> Stated task
Reproduce only this part of the listing: the line with "leg, one point per instance.", plus every line after it through the last.
** Start of The input **
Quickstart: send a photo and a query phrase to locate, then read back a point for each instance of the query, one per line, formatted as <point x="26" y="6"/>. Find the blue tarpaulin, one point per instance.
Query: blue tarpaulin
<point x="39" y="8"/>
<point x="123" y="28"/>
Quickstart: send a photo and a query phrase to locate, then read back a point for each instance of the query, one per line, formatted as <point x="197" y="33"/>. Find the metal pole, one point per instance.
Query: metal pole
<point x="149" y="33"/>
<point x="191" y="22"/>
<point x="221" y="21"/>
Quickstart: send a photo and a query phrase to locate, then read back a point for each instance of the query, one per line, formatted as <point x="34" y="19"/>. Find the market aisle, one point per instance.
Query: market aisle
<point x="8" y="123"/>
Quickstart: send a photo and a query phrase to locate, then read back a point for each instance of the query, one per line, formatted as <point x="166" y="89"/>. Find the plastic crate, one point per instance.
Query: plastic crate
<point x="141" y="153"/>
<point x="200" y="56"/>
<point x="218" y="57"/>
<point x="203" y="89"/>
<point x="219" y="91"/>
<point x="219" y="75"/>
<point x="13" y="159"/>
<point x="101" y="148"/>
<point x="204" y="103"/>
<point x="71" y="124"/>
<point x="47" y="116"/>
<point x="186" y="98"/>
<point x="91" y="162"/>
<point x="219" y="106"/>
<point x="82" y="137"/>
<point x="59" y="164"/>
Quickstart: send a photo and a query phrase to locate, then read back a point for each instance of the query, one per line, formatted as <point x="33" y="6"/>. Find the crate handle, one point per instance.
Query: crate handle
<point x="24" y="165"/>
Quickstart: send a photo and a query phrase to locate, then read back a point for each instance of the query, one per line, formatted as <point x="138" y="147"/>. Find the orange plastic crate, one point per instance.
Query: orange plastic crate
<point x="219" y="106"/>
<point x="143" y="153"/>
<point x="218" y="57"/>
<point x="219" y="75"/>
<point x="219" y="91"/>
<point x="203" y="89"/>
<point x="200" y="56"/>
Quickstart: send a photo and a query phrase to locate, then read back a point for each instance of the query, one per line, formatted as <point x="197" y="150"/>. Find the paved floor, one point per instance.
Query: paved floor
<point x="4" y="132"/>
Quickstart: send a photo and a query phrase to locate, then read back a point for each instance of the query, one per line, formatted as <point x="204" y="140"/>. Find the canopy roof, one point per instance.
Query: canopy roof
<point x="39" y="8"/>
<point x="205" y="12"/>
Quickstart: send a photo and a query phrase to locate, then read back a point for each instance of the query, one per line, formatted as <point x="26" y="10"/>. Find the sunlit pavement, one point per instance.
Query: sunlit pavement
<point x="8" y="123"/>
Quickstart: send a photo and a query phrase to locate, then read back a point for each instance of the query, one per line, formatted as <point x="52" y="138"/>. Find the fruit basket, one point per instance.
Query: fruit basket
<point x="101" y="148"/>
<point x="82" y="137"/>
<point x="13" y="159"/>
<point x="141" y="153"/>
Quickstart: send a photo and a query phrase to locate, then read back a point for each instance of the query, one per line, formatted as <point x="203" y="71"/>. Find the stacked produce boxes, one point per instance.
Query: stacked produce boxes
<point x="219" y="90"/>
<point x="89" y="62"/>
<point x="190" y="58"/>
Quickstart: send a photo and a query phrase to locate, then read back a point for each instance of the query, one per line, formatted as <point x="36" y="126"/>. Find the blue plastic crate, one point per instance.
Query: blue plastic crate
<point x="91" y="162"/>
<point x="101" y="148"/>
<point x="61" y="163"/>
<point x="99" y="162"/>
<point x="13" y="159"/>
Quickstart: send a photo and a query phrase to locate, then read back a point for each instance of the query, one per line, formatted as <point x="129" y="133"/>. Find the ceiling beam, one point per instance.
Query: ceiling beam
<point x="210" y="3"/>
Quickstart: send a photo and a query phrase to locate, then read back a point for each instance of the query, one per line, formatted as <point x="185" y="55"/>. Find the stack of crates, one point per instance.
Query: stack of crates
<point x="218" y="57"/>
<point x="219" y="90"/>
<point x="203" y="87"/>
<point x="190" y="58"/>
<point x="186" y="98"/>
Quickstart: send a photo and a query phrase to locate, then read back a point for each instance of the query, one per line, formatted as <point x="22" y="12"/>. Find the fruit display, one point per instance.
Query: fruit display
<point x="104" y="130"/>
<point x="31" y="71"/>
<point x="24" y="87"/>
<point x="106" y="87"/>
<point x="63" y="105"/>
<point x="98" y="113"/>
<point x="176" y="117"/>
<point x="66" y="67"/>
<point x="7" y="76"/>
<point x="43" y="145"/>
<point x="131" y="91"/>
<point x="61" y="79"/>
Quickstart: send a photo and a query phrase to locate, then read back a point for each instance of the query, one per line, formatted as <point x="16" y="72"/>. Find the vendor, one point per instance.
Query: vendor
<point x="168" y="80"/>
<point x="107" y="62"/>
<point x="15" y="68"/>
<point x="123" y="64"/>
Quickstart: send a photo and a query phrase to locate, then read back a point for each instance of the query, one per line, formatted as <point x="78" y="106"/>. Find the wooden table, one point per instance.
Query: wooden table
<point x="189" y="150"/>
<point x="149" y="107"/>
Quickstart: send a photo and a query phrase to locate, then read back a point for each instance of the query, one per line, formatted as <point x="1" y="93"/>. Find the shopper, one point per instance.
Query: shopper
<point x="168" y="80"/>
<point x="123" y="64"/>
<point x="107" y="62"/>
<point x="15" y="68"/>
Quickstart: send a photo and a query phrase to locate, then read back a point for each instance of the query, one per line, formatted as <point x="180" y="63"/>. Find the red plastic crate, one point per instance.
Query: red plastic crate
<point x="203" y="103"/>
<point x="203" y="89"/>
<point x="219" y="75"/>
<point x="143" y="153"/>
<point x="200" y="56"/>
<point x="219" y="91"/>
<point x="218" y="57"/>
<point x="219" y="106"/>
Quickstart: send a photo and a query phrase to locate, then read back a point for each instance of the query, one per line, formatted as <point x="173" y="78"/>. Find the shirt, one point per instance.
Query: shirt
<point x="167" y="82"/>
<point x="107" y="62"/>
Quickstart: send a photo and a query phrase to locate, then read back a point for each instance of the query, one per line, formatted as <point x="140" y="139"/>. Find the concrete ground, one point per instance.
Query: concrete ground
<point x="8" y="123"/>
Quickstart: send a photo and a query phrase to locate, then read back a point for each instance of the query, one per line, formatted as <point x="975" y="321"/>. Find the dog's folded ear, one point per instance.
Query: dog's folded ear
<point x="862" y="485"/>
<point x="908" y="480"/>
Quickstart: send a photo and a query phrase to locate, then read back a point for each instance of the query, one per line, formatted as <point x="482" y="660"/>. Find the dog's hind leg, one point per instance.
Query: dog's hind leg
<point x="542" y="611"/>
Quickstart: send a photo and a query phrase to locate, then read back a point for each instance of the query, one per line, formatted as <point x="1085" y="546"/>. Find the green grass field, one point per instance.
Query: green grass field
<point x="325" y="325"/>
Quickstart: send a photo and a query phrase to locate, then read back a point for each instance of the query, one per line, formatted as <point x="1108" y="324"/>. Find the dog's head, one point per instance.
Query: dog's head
** End of The input **
> Right answer
Quickstart: send a photo and a query phrase to locate, then read back a point for each instance of the query, one per line, formatted as <point x="482" y="660"/>. Find the dog's hind leg, one point per instance.
Query: dog's hind leg
<point x="542" y="611"/>
Quickstart: send a photo and a query phrase to locate, then read back a point for each instance of the query, one per line, formatted as <point x="1085" y="546"/>. Find the green grass field, one point per instance.
Query: green grass field
<point x="325" y="325"/>
Quickstart: send a photo and a query phrase to locate, then read back a point for each instance of the query, one per line, formatted as <point x="1108" y="324"/>. Find the dog's head, one point per instance.
Query: dog's head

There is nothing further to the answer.